De ‘re orthographica’: «Os Lusíadas» de Teófilo Braga

Colo cá um anaco do prefácio elaborado por Teófilo Braga à edição de 1881 d’Os Lusíadas, a ópera magna de Luís Vaz de Camões.

A vida de Camões não é uma simples indicação de dados biographicos; ella está ligada a todos os accidentes historicos da nacionalidade portugueza. Nasceu no mesmo anno em que morria Vasco da Gama, em 1524, como se os grandes feitos
realisados precisassem de ser completados pela eternidade da gloria. Foram seus
paes Simão Vaz de Camões, segundo neto do trovador galleziano Vasco Pires de Camões, e
D. Anna de Sá e Macedo, da familia dos Gamas do Algarve. Na vida do Poeta sentem-se estas duas influencias ethnicas: no caracter passivo e ao mesmo tempo inquieto, como se nota no subjectivismo dos seus cantos lyricos, e nas tempestades constantes da sua vida que o tornaram tambem personagem da sua epopêa.

'A Morte de Camões'. Desenho de Domingos Sequeira. Museu Nacional de Arte Antiga, Lisboa.
‘A Morte de Camões’. Desenho de Domingos Sequeira.
Museu Nacional de Arte Antiga, Lisboa.

## Dados fornecidos
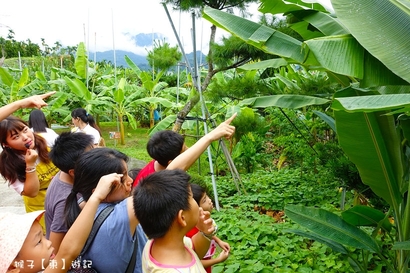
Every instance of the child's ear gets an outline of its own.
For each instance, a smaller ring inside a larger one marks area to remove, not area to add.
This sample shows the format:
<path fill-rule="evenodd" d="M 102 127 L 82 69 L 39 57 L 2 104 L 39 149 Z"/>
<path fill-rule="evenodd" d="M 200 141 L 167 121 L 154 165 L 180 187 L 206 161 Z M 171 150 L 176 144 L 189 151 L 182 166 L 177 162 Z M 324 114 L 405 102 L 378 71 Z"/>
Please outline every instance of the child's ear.
<path fill-rule="evenodd" d="M 179 224 L 180 226 L 182 226 L 182 227 L 186 227 L 186 218 L 185 218 L 184 213 L 185 213 L 185 212 L 181 209 L 181 210 L 178 212 L 178 216 L 177 216 L 177 222 L 178 222 L 178 224 Z"/>

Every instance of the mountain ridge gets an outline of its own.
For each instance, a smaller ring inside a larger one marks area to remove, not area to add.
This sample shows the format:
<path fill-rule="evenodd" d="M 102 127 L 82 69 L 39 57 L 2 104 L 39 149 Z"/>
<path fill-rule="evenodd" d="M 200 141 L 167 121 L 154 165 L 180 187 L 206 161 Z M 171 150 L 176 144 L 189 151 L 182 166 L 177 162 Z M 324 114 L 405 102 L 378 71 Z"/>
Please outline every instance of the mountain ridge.
<path fill-rule="evenodd" d="M 201 58 L 202 54 L 202 60 L 206 60 L 206 55 L 204 55 L 201 51 L 197 51 L 197 59 L 199 60 Z M 143 55 L 138 55 L 135 54 L 131 51 L 125 51 L 125 50 L 115 50 L 115 60 L 116 60 L 116 65 L 117 66 L 122 66 L 122 67 L 129 67 L 129 65 L 125 61 L 125 55 L 127 55 L 141 70 L 150 70 L 150 66 L 148 64 L 148 61 L 146 59 L 146 56 Z M 194 60 L 194 53 L 188 53 L 186 54 L 189 63 L 191 66 L 193 65 L 193 60 Z M 94 52 L 90 52 L 90 60 L 94 61 Z M 108 50 L 108 51 L 97 51 L 95 52 L 95 61 L 96 62 L 110 62 L 114 64 L 114 50 Z M 182 61 L 182 60 L 181 60 Z"/>

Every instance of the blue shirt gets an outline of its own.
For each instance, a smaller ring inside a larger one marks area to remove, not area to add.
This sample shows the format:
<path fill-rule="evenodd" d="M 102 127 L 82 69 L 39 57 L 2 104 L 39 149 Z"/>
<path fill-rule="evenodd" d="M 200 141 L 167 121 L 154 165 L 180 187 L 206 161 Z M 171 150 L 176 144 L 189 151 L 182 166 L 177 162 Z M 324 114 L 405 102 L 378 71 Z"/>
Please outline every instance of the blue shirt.
<path fill-rule="evenodd" d="M 109 204 L 100 204 L 97 215 Z M 142 273 L 141 255 L 147 237 L 140 225 L 134 236 L 130 232 L 127 200 L 116 204 L 114 210 L 102 223 L 94 241 L 83 259 L 92 261 L 92 267 L 100 273 L 124 273 L 134 250 L 134 240 L 138 240 L 137 260 L 134 273 Z"/>

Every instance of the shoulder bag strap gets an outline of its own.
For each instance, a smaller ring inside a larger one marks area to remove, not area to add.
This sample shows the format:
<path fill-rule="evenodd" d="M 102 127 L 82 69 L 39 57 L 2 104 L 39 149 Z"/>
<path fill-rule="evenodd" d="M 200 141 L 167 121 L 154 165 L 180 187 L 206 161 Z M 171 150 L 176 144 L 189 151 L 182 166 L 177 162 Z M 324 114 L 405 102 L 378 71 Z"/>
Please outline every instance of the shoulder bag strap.
<path fill-rule="evenodd" d="M 105 221 L 105 219 L 108 217 L 108 215 L 111 214 L 113 210 L 114 206 L 109 205 L 106 208 L 104 208 L 100 212 L 100 214 L 98 214 L 98 216 L 95 218 L 93 228 L 91 229 L 90 235 L 88 236 L 87 241 L 85 242 L 83 250 L 81 250 L 80 256 L 83 256 L 87 249 L 90 247 L 91 243 L 94 241 L 95 235 L 101 227 L 101 224 Z"/>
<path fill-rule="evenodd" d="M 135 241 L 134 241 L 134 250 L 132 251 L 131 260 L 128 263 L 127 270 L 125 273 L 134 272 L 135 263 L 137 262 L 137 248 L 138 248 L 138 228 L 135 229 Z"/>

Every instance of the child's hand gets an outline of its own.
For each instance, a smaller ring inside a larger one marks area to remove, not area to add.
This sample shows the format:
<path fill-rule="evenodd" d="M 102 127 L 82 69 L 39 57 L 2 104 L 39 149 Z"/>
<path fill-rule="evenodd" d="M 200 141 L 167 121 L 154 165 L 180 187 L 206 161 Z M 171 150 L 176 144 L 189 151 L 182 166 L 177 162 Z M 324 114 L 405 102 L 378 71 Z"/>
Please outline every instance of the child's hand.
<path fill-rule="evenodd" d="M 232 137 L 232 135 L 235 133 L 235 126 L 232 126 L 230 124 L 234 120 L 236 115 L 236 113 L 233 114 L 232 117 L 219 124 L 218 127 L 216 127 L 209 133 L 209 137 L 212 139 L 212 141 L 218 140 L 221 137 L 225 137 L 226 139 Z"/>
<path fill-rule="evenodd" d="M 24 156 L 24 160 L 26 161 L 26 167 L 34 167 L 36 165 L 37 157 L 38 153 L 36 150 L 27 149 L 26 155 Z"/>
<path fill-rule="evenodd" d="M 103 201 L 116 185 L 121 183 L 123 174 L 111 173 L 100 178 L 97 187 L 94 189 L 92 196 Z"/>
<path fill-rule="evenodd" d="M 231 246 L 230 246 L 227 242 L 220 241 L 220 242 L 218 242 L 218 245 L 219 245 L 224 251 L 228 251 L 228 252 L 231 251 Z"/>
<path fill-rule="evenodd" d="M 229 257 L 229 251 L 222 250 L 221 253 L 218 255 L 219 262 L 223 262 Z"/>
<path fill-rule="evenodd" d="M 199 208 L 199 218 L 196 228 L 205 234 L 212 234 L 215 231 L 211 214 L 209 211 L 204 211 L 201 207 Z"/>

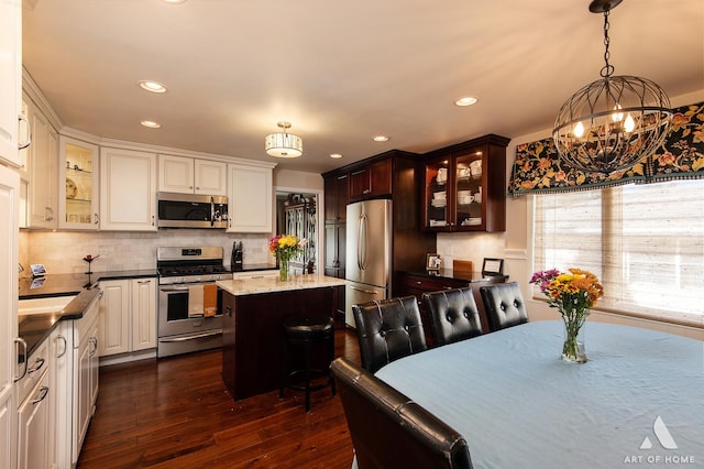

## Tarefas propostas
1) Verta para o inglês esta frase do texto sobre a vida de Camões: «Nasceu no mesmo anno em que morria Vasco da Gama, em 1524, como se os grandes feitos realisados precisassem de ser completados pela eternidade da gloria.»
2) Prossiga com o texto sobre a vida de Camões a partir do ponto em que ele termina.

## Respostas por tarefa
1) He was born in the same year in which Vasco da Gama died, in 1524, as if the great deeds accomplished needed to be completed by the eternity of glory.

2)
Nascido no primeiro quartel do seculo XVI, na fecunda epoca da Renascença,
Camões acompanha essa actividade dos espiritos como humanista conhecedor das
litteraturas da antiguidade, das sciencias que se restabeleciam, e da jurisprudencia que se vigorisava pelo regimen parlamentar. A educação de Camões fez-se em Coimbra, parte no mosteiro de Santa Cruz, para onde convergiam todos os filhos da aristrocacia portugueza, e na Universidade de Coimbra depois da reforma de 1537. A epoca da sua formatura fixa-se até 1542, data eloquente que nos mostra como escapou á esterilisadora acção dos jesuitas em Portugal, onde em 1555 se apoderaram do ensino publico, offuscando a fecundidade creadora dos Quinhentistas, matando nas consciencias das novas gerações o sentimento nacional, a ponto de se achar totalmente extincto em 1580, quando a nação recebeu o invasor Philippe II em arcos triumphaes.

Depois de 1542, Camões veiu frequentar a côrte de D. João III, na qual o beaterio extinguira o explendor dos serões do paço, em que a aristocracia portugueza revelara uma extraordinaria cultura; apenas em volta da Infanta D. Maria se formara a titulo de distrahil-a, uma pequena côrte de senhoras, como as Sigêas, Angela Vaz, Paula Vicente, D. Leonor de Noronha, D. Francisca de Portugal. Foi n’este cenaculo que Camões teve os seus triumphos, tomando amores com D. Catherina de Athayde, filha do camareiro-mór do Infante D. Duarte, D. Antonio de Lima. O odio do poeta aulico Caminha, provocou em volta de Camões intrigas de que o beaterio da rainha se valeu, dando em resultado ser Camões desterrado da côrte, e andar errante pelo Ribatejo até se resolver a ir militar em Africa, nas guarnições de Ceuta, depois de 1546. Em uma embuscada dos arabes, perdeu o olho direito.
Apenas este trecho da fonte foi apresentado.